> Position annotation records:
(begin)

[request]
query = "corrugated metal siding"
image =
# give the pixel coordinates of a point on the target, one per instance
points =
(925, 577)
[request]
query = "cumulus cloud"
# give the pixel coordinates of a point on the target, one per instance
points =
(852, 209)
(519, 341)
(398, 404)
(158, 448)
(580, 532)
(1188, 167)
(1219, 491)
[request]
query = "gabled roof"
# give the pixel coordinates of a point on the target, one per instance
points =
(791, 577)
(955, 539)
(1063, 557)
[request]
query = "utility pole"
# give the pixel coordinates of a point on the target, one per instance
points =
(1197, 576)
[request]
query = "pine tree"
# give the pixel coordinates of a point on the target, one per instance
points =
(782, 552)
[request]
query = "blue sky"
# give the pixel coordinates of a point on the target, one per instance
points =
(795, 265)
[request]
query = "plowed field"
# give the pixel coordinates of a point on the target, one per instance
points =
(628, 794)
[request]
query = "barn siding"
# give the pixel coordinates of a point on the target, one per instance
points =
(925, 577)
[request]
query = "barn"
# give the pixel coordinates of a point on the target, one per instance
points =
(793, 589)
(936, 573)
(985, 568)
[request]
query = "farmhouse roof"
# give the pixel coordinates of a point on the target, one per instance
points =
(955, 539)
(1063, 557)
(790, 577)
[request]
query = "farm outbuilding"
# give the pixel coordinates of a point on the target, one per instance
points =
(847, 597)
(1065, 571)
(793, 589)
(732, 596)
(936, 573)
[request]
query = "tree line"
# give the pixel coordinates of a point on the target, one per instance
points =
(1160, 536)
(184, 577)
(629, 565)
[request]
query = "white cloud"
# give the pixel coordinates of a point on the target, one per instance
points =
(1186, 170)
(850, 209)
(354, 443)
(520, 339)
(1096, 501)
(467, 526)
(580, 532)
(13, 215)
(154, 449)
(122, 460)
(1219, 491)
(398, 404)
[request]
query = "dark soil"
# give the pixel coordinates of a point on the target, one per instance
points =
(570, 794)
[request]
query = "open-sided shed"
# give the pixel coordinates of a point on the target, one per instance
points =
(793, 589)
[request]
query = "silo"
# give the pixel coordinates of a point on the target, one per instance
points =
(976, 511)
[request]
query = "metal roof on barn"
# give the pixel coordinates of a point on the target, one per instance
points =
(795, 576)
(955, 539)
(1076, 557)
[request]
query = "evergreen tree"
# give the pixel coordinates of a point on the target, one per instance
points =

(end)

> Stated problem:
Set down all of the records shown above once more, exactly.

> Result below:
[request]
query = "corrugated metal siding"
image =
# give the pixel coordinates of a point on the target, one per instance
points =
(925, 577)
[request]
query = "cumulus cloud"
# give the pixel coordinates of a point on the target, one per instance
points =
(852, 209)
(519, 341)
(398, 404)
(158, 448)
(580, 532)
(1188, 167)
(1219, 491)
[request]
query = "gabled roof"
# give the pixel coordinates of a point on the target, one per instance
points =
(791, 577)
(955, 539)
(1063, 557)
[request]
query = "utility pole"
# give the pixel coordinates of a point on the target, one per instance
points =
(1197, 576)
[request]
query = "pine tree"
# give the pixel coordinates of a point on the target, one per instance
points =
(782, 552)
[request]
query = "blue sky"
# give the pixel coordinates of a point on the target, one per instance
points =
(795, 265)
[request]
query = "plowed field"
# give the pixel coordinates of a point on the target, one per instance
points =
(628, 794)
[request]
query = "barn siding"
# give the pixel coordinates of a point on the target, one per instance
points =
(925, 577)
[request]
query = "barn"
# give the pixel coordinates of a point on the target, one per instance
points =
(793, 589)
(936, 573)
(985, 568)
[request]
query = "farmhouse roof"
# give the pixel coordinates of a point on the target, one per instance
points =
(955, 539)
(1063, 557)
(790, 577)
[request]
query = "farm outbuilding"
# give the pixel coordinates of a point on the target, one per instance
points =
(847, 597)
(1065, 571)
(793, 589)
(732, 596)
(936, 573)
[request]
query = "tree line"
# give the pixel coordinates of a point on the target, one per instance
points =
(1160, 536)
(184, 577)
(629, 565)
[request]
query = "white cloud"
# give the pixel coordinates of a point on the target, one per instance
points =
(1186, 170)
(850, 209)
(354, 443)
(520, 339)
(1096, 501)
(467, 526)
(580, 532)
(13, 215)
(154, 449)
(122, 460)
(1219, 491)
(398, 404)
[request]
query = "dark soil"
# give the pixel coordinates of a point on the target, one per instance
points =
(570, 794)
[request]
query = "open-sided shed"
# give the pixel coordinates of a point on the target, one per instance
points =
(793, 589)
[request]
query = "silo"
# give the pixel coordinates of a point on the target, one per instance
points =
(976, 511)
[request]
query = "metal roof on barn"
# give the pixel coordinates of a point on the target, one per instance
points =
(795, 576)
(955, 539)
(1076, 557)
[request]
query = "evergreen tree"
# give the pixel coordinates of a point on the target, one per instance
points =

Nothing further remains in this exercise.